[Excerpts of pointing data]
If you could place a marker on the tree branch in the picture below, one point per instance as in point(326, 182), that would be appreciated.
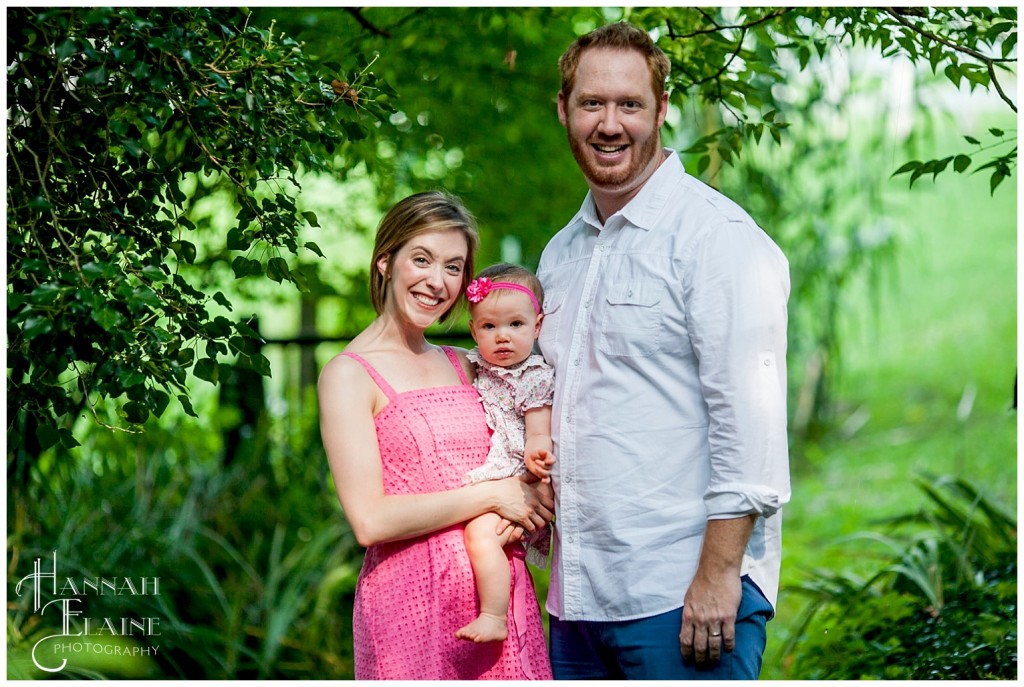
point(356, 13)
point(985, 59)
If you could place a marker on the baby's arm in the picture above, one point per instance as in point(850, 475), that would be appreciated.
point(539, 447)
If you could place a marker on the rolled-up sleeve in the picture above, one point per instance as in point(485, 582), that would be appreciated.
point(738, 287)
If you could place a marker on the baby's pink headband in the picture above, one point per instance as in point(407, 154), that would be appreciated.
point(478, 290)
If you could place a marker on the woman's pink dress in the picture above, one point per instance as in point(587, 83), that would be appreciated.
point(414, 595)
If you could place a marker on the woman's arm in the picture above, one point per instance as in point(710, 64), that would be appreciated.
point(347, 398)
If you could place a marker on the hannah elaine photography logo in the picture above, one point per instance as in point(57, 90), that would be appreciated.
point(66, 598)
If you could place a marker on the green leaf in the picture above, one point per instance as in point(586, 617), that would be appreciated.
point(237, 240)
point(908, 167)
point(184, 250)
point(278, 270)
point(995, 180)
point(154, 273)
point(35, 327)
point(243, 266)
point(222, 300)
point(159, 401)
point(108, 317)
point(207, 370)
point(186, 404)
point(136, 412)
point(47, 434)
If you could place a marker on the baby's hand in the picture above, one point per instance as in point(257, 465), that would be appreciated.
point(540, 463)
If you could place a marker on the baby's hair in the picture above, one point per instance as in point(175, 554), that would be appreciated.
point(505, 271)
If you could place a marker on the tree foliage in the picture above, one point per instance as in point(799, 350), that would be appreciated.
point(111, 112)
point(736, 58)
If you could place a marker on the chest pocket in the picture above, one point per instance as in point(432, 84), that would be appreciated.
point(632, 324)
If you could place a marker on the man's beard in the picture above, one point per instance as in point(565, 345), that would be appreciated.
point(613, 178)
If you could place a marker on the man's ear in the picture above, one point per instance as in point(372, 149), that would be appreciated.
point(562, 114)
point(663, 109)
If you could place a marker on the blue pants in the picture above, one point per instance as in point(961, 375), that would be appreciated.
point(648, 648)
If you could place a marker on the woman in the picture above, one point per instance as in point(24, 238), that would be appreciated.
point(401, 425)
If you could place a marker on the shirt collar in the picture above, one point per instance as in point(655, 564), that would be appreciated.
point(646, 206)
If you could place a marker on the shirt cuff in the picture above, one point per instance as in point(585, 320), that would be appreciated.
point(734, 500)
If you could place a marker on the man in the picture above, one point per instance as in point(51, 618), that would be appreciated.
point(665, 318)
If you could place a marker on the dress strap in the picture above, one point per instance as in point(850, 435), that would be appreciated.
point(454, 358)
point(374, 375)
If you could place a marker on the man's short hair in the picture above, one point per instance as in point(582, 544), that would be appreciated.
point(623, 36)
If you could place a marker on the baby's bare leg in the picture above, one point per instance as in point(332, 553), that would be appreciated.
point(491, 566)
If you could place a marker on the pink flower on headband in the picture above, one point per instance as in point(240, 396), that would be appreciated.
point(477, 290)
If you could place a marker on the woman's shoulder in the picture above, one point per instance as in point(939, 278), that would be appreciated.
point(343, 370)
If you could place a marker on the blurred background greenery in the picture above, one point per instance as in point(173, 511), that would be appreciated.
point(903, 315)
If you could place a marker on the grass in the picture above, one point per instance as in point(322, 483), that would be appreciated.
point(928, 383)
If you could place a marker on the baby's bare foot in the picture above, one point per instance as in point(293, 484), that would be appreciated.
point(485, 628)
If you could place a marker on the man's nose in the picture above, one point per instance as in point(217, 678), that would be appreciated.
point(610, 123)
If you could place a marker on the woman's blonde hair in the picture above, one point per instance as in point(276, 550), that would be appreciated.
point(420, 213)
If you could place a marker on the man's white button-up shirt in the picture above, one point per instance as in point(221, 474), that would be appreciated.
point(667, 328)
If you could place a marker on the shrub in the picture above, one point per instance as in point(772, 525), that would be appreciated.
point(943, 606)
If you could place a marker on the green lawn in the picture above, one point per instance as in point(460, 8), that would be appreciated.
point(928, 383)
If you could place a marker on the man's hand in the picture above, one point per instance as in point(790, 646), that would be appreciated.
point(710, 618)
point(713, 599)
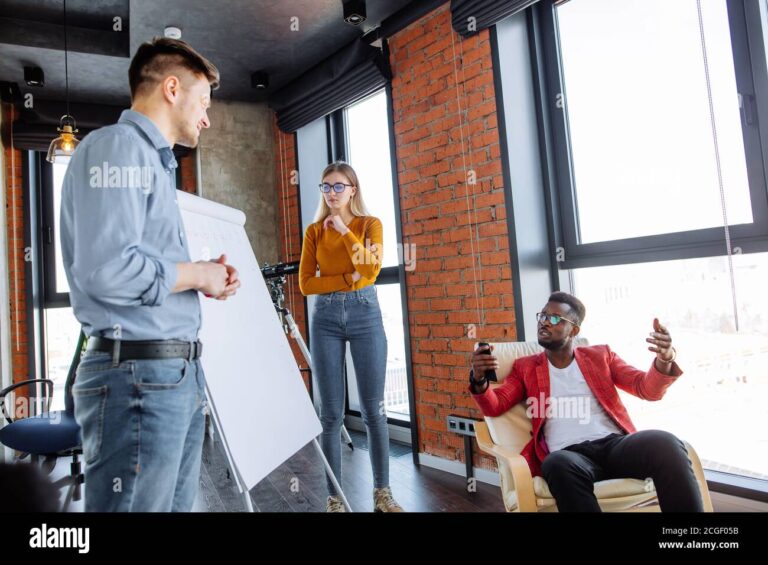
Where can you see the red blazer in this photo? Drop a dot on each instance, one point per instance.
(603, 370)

GIVEN TASK -
Offset the coordinates in the answers by 64, adding it to every number, and write out the stretch of entries from the line that contains "If you could place a marker on the tree foliage" through the line that contains "point(663, 109)", both ends included. Copy the requests in that stretch along with the answers, leaving the numbers in the requests unchanged.

TASK RESULT -
If you could place a marker on the tree foliage in the picture above, one point per instance as in point(799, 350), that would be appreciated.
point(175, 176)
point(800, 122)
If you could place a marker on the chest pocket in the picture above, one point per instance as in point(432, 84), that would be appreciated.
point(696, 388)
If you could place a marker on the man's beard in the picture above, one point per instance as in point(565, 345), that would be appreciated.
point(677, 242)
If you could place a marker on the man's ear in the picture above, one point per instance as in point(372, 149), that would be appreciated.
point(626, 178)
point(727, 173)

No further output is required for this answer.